** BEGIN **
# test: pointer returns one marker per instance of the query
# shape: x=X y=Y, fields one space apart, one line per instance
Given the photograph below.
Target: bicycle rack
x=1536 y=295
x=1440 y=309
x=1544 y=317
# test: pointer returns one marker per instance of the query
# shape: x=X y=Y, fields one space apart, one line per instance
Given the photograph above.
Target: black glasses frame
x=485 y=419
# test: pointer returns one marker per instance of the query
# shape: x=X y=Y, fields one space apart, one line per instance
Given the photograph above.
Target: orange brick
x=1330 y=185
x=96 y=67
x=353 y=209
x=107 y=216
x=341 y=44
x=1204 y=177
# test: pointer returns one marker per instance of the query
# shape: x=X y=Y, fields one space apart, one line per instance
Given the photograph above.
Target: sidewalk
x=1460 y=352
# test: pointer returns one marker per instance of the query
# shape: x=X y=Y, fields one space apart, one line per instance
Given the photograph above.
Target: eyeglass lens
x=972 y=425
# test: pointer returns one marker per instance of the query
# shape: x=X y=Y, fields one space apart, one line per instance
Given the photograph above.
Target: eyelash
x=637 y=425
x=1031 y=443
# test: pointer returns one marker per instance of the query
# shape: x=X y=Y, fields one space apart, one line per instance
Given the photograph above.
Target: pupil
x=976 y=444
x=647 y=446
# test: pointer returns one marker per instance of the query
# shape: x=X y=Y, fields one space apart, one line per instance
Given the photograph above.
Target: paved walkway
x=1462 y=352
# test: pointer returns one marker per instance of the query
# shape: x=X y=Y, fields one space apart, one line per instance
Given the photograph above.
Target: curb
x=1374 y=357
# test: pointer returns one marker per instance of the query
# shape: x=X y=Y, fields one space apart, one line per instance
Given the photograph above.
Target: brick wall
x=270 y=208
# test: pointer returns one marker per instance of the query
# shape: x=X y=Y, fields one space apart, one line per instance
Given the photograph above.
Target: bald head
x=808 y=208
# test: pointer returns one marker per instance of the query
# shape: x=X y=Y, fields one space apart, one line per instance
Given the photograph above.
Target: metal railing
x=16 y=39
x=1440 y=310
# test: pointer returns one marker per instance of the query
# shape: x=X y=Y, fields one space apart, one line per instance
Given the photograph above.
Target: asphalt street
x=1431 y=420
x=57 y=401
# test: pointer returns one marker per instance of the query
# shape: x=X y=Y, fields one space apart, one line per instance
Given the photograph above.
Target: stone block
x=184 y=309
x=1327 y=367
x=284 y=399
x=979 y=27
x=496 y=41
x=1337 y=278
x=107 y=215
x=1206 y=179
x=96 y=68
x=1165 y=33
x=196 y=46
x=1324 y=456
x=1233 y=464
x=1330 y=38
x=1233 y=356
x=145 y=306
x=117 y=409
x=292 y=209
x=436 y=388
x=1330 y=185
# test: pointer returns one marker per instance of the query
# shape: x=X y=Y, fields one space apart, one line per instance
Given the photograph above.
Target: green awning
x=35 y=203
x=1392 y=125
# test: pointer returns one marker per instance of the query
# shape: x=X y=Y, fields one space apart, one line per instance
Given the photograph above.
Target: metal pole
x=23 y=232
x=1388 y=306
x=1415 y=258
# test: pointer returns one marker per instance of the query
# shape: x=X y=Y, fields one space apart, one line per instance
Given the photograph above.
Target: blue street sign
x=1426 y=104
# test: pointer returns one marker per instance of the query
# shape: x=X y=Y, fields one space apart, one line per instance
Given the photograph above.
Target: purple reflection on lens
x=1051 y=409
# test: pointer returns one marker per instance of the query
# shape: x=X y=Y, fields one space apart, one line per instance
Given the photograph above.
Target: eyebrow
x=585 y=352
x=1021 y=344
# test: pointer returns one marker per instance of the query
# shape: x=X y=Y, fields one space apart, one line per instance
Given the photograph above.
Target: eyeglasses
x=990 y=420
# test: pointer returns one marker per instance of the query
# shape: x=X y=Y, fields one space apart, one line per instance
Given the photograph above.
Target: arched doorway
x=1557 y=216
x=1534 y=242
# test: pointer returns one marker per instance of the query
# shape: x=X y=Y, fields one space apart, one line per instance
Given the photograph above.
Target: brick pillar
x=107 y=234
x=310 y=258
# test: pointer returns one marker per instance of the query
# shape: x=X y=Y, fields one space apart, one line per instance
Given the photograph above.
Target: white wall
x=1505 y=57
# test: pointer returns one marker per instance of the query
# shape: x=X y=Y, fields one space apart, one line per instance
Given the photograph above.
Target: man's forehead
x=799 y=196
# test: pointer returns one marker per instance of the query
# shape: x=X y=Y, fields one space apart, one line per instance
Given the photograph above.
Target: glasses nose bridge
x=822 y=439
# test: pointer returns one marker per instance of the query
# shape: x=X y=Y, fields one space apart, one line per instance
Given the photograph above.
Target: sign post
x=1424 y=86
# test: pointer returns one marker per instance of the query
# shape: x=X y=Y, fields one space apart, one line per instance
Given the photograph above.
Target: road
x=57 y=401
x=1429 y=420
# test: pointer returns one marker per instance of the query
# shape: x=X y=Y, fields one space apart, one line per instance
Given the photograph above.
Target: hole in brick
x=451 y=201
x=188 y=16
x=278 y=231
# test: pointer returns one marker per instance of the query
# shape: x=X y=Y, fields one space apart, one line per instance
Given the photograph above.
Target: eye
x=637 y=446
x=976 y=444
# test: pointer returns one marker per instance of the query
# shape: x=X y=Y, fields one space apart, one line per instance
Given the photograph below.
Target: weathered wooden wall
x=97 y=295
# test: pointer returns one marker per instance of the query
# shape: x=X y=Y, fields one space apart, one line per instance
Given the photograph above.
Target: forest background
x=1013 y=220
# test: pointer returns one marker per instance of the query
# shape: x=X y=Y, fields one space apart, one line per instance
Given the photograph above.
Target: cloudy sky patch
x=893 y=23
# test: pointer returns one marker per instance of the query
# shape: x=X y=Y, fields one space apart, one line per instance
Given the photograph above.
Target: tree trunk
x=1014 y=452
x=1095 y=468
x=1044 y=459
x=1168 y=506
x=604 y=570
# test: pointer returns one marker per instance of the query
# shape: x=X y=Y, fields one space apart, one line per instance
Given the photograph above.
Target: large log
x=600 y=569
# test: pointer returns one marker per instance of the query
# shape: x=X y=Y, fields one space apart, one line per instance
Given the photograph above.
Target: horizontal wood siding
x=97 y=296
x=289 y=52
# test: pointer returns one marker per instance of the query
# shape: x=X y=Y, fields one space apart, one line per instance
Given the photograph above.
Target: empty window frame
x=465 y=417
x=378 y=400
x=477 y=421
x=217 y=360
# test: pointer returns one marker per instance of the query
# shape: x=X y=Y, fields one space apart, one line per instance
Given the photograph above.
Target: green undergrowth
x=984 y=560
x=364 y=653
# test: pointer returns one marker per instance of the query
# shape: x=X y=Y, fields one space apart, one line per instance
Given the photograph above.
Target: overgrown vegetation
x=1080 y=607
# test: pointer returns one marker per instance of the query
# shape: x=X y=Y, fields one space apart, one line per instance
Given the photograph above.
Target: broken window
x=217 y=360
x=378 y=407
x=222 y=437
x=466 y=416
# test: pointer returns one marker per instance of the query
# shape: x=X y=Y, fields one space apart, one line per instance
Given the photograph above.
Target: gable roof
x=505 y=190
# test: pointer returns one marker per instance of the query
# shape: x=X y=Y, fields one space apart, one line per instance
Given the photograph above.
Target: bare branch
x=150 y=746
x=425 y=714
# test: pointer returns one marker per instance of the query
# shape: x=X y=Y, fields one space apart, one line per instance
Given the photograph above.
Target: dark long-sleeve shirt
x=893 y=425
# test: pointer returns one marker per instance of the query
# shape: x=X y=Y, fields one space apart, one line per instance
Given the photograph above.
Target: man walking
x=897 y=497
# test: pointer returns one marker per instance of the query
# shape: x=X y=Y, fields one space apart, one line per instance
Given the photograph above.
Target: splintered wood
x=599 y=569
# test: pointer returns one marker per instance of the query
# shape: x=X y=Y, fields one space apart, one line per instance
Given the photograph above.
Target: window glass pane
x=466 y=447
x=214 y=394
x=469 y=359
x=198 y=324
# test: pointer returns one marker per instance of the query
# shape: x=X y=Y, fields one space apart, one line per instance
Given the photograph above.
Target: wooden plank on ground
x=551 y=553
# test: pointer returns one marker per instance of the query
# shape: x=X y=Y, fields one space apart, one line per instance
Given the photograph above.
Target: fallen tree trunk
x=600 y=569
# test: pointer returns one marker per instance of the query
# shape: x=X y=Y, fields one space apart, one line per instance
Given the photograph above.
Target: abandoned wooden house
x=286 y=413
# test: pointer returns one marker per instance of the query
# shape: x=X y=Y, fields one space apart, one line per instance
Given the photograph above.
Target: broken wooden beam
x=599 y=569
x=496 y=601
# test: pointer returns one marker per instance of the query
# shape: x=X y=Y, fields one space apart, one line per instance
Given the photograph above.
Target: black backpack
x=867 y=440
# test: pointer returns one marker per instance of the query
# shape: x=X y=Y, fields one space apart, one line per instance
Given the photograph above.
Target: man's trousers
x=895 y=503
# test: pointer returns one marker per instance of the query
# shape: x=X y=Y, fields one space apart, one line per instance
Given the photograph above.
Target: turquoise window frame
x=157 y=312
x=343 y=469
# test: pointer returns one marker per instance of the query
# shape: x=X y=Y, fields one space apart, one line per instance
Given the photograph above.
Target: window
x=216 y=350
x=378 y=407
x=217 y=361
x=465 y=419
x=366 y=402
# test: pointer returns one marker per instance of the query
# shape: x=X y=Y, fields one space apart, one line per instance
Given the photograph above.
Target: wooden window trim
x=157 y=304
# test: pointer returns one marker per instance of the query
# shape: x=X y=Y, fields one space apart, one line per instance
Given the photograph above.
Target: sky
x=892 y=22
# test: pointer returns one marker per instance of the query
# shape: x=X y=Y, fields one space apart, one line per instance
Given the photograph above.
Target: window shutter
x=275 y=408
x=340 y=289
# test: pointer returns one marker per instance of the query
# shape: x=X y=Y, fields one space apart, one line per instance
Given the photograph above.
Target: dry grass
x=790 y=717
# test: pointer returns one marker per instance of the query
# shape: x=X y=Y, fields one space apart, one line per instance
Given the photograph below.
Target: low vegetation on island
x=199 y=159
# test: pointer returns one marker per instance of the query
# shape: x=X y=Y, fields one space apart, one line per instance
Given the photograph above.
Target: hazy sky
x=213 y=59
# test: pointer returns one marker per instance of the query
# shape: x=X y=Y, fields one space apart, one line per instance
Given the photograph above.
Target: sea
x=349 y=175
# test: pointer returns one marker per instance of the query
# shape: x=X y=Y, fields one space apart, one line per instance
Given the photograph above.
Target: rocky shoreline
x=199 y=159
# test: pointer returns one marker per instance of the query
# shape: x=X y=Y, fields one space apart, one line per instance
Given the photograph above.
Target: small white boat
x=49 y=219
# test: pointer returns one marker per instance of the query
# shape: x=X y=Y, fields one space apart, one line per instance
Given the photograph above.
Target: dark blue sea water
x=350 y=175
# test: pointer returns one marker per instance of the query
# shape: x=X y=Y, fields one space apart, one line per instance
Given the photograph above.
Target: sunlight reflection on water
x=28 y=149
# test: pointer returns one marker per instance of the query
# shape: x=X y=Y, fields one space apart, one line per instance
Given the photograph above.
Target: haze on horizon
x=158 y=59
** END **
- _To be done_: Which lines of the data above contain the string "wall"? Report every such line in full.

- _Result below_:
Target: brick wall
Target: white wall
Target: weathered wooden wall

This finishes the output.